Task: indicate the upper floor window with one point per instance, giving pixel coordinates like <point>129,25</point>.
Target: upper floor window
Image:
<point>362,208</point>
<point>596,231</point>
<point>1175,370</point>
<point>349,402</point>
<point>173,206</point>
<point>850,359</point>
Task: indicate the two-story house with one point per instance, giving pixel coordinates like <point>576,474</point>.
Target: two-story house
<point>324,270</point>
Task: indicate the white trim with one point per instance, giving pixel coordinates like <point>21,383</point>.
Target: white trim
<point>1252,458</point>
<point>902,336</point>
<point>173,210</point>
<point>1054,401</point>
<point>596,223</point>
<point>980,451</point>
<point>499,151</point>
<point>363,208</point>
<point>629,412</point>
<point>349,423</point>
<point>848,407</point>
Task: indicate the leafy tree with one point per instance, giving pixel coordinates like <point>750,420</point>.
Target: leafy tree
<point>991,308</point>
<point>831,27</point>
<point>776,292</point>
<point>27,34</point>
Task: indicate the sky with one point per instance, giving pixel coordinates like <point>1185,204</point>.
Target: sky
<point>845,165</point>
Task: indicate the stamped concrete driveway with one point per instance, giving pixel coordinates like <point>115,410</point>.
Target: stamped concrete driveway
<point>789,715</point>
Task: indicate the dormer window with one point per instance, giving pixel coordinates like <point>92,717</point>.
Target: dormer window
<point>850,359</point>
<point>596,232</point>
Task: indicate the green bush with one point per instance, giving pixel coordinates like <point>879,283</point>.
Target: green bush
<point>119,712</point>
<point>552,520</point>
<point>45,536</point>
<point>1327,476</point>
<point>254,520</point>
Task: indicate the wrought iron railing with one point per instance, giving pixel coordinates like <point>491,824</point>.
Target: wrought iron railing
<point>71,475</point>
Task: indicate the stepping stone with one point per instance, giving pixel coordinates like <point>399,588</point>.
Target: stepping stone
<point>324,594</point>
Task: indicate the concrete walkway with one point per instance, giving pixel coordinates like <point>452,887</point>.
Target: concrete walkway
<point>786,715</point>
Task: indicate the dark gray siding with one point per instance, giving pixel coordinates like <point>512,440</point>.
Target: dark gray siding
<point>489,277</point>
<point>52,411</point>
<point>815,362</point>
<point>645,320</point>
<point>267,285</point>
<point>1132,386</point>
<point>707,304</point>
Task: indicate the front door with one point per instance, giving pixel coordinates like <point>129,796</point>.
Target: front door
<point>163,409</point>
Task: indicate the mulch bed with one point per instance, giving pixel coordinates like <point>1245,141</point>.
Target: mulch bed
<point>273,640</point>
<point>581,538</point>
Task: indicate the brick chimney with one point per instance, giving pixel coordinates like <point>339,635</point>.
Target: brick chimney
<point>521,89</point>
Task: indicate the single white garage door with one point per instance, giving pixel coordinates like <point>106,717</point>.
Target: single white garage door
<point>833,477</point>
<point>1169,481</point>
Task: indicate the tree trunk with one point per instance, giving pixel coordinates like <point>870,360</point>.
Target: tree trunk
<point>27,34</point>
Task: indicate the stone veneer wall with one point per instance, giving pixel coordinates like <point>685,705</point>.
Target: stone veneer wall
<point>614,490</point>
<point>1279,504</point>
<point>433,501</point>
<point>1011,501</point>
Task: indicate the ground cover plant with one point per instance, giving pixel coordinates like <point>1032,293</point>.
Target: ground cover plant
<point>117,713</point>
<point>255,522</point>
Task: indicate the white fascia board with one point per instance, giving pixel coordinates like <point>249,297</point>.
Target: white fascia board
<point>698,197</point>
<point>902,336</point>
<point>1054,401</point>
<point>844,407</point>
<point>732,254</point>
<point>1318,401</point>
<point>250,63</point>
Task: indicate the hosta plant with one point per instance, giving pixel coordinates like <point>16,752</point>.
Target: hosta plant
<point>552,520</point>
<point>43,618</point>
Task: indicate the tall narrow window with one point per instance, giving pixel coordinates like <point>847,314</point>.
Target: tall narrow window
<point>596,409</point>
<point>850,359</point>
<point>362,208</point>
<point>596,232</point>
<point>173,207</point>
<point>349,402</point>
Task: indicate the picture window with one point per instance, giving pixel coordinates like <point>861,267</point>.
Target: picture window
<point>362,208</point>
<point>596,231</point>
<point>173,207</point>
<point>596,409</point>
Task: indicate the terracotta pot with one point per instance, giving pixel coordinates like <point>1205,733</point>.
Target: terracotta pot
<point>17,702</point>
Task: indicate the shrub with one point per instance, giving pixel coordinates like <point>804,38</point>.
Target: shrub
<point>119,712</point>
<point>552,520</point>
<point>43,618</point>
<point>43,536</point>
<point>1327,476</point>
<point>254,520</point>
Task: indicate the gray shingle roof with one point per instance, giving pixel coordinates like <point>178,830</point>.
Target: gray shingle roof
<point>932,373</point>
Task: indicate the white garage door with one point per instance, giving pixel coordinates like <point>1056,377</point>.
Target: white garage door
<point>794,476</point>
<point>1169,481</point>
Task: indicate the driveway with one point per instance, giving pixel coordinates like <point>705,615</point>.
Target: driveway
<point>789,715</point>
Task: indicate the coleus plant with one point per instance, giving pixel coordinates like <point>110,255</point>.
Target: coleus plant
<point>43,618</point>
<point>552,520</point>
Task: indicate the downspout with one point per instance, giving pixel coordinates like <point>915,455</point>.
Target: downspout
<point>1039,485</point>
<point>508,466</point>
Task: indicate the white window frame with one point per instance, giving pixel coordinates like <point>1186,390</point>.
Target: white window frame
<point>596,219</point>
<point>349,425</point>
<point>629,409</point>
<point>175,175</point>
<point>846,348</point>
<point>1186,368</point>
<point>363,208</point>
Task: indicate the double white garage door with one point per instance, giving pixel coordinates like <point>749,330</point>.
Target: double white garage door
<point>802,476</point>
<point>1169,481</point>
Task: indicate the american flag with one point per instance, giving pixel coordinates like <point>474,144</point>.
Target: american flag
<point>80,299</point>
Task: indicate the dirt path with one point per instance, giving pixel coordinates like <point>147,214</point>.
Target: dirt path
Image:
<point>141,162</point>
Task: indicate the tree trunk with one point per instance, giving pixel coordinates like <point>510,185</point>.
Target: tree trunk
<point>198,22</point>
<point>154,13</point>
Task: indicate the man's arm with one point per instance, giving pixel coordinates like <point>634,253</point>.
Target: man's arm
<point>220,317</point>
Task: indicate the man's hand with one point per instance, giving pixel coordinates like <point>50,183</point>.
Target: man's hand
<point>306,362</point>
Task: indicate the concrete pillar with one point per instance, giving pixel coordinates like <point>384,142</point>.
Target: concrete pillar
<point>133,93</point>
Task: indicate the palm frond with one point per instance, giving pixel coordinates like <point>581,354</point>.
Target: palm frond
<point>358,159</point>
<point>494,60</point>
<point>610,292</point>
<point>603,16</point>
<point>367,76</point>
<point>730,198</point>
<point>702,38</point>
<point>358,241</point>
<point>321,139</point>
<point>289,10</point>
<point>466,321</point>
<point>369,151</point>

## TASK
Swap every "indicate" in the data above for "mark", leaving everything else unchanged.

## WRITTEN RESPONSE
Task: mark the upper floor window with one point per instance, giving pixel coordinates like <point>129,25</point>.
Target: upper floor window
Image:
<point>362,208</point>
<point>596,231</point>
<point>1175,370</point>
<point>349,402</point>
<point>173,206</point>
<point>850,359</point>
Task: mark the two-story house with one point per instance, giving pixel coordinates like <point>576,474</point>.
Target: two-story house
<point>324,270</point>
Task: mark the white trim with one point per instance, giving pixel coordinates like <point>21,383</point>.
Target: white trim
<point>1252,458</point>
<point>902,336</point>
<point>173,210</point>
<point>1054,401</point>
<point>596,223</point>
<point>980,451</point>
<point>499,151</point>
<point>363,208</point>
<point>629,412</point>
<point>349,423</point>
<point>848,407</point>
Task: mark the leafy tree with one point per instance, giving pixel coordinates like <point>750,420</point>.
Target: leafy tree
<point>991,308</point>
<point>831,27</point>
<point>776,292</point>
<point>27,34</point>
Task: mark the sky with one point per instance, giving pixel coordinates like <point>1185,204</point>.
Target: sky
<point>845,165</point>
Task: mark the stamped concrete driveway with one point per instance, giving pixel coordinates like <point>115,410</point>.
Target: stamped concrete driveway
<point>789,715</point>
Task: mark the dormer window with one point per instance, giving pixel coordinates like <point>92,717</point>.
Target: dormer window
<point>850,359</point>
<point>596,232</point>
Task: mark the green bush with one point per instance, giving pixel coordinates like <point>879,283</point>.
Target: green bush
<point>119,712</point>
<point>552,520</point>
<point>45,536</point>
<point>1327,476</point>
<point>254,520</point>
Task: mark the wrought iron railing with one point per instance, giving pixel coordinates like <point>491,824</point>.
Target: wrought iron railing
<point>71,475</point>
Task: mark the stepping stone with one point per instance, giving pixel coordinates like <point>399,588</point>.
Target: stepping stone
<point>324,594</point>
Task: mark the concrete walkway with one point per instance, giving pixel coordinates like <point>452,887</point>.
Target: concrete walkway
<point>786,715</point>
Task: mark the dark gray siding with one point per instance, giving pixel coordinates like <point>512,440</point>.
Target: dark gray siding
<point>489,277</point>
<point>52,411</point>
<point>815,362</point>
<point>645,320</point>
<point>267,285</point>
<point>1132,386</point>
<point>707,304</point>
Task: mark the front door with one point per instance, giving pixel coordinates like <point>129,796</point>.
Target: front door
<point>163,409</point>
Task: mark the mulch bed with one point per instance, giving pixel coordinates like <point>1245,141</point>.
Target: mulch bed
<point>273,640</point>
<point>581,538</point>
Task: mark the brick chimney with one point per instance, giving pixel coordinates like <point>339,635</point>.
Target: brick chimney
<point>521,89</point>
Task: mark the single white garage door with one point per instance, giving pixel coordinates like <point>106,717</point>.
Target: single white garage door
<point>833,477</point>
<point>1169,481</point>
Task: mark the tree trunk with one point per instance, giving pixel coordinates like <point>870,360</point>.
Target: tree trunk
<point>27,34</point>
Task: mark the stone veneer wall with one point per instance, giving pixel coordinates like <point>685,705</point>.
Target: stone veneer wall
<point>614,490</point>
<point>1279,504</point>
<point>433,501</point>
<point>1011,501</point>
Task: mark the ground cover plant with one point per instance, giving pixel coordinates like <point>1032,293</point>.
Target: ground cover plant
<point>117,713</point>
<point>255,522</point>
Task: mark the white fascia board with one point per instance, giving pixel coordinates like <point>249,297</point>.
Target: white fascia board
<point>698,197</point>
<point>902,336</point>
<point>1054,401</point>
<point>844,407</point>
<point>732,254</point>
<point>1318,401</point>
<point>250,63</point>
Task: mark the hosta plant with one point per instance, giving pixel coordinates like <point>16,752</point>.
Target: hosta plant
<point>552,520</point>
<point>43,618</point>
Task: mark the tall narrow window with one point per instance, giving pixel coordinates like <point>847,314</point>.
Target: tall narrow window
<point>596,409</point>
<point>850,359</point>
<point>362,208</point>
<point>596,232</point>
<point>173,207</point>
<point>349,402</point>
Task: mark the picture window with one point per instance, giving pixel coordinates like <point>861,267</point>.
Target: picture window
<point>362,208</point>
<point>596,231</point>
<point>173,207</point>
<point>596,409</point>
Task: mark the terracotta pot with one point per instance, giving pixel coordinates like <point>1205,733</point>.
Target: terracotta pot
<point>17,702</point>
Task: mark the shrub with one point per instance, giving pixel coordinates like <point>804,38</point>.
Target: shrub
<point>119,712</point>
<point>552,520</point>
<point>43,618</point>
<point>43,536</point>
<point>1327,476</point>
<point>254,520</point>
Task: mark the gray shingle roof with one point per instance, giving pixel coordinates like <point>178,830</point>.
Target: gray shingle roof
<point>932,373</point>
Task: mark the white garage door with one point per instance, giving pixel coordinates like <point>1056,377</point>.
Target: white garage door
<point>794,476</point>
<point>1169,481</point>
Task: mark the driveway with one point per instance, giving pixel coordinates like <point>705,615</point>.
Target: driveway
<point>789,715</point>
Task: mark the coleus plant with one point per instance, giving pixel coordinates like <point>110,255</point>.
Target: coleus plant
<point>43,618</point>
<point>552,520</point>
Task: mark the downspout with one point per instance, giving pixel coordinates like <point>915,455</point>.
Target: downspout
<point>1039,485</point>
<point>508,466</point>
Task: mark the white window frame with one point per instance, giving pixel coordinates like <point>1186,390</point>.
Target: white window frame
<point>596,219</point>
<point>349,425</point>
<point>629,409</point>
<point>175,175</point>
<point>846,348</point>
<point>1186,368</point>
<point>363,208</point>
Task: mark the double white garage door with one point per instance, giving pixel coordinates like <point>749,330</point>.
Target: double white garage door
<point>802,476</point>
<point>1169,481</point>
Task: mark the american flag with one point per instance, giving pixel coordinates like <point>474,144</point>.
Target: american flag
<point>80,299</point>
Task: mark the dirt path with one point per instance, giving pixel coordinates like <point>147,214</point>.
Target: dirt path
Image:
<point>141,162</point>
Task: mark the tree trunk with one point per instance, giving pixel coordinates like <point>510,185</point>.
Target: tree trunk
<point>198,22</point>
<point>154,13</point>
Task: mark the man's arm with one point per instance, giving pixel coordinates like <point>634,253</point>.
Target: man's arm
<point>220,317</point>
Task: mark the man's hand with one point per instance, giving pixel coordinates like <point>50,183</point>.
Target: man's hand
<point>306,362</point>
Task: mark the concrete pillar with one point per instance, giving pixel coordinates like <point>384,142</point>.
Target: concrete pillar
<point>133,93</point>
Task: mark the palm frond with one point per instance, giving pixel coordinates like <point>581,354</point>.
Target: palm frond
<point>358,159</point>
<point>494,60</point>
<point>610,292</point>
<point>603,16</point>
<point>367,76</point>
<point>730,198</point>
<point>702,38</point>
<point>358,241</point>
<point>321,139</point>
<point>289,10</point>
<point>466,321</point>
<point>369,151</point>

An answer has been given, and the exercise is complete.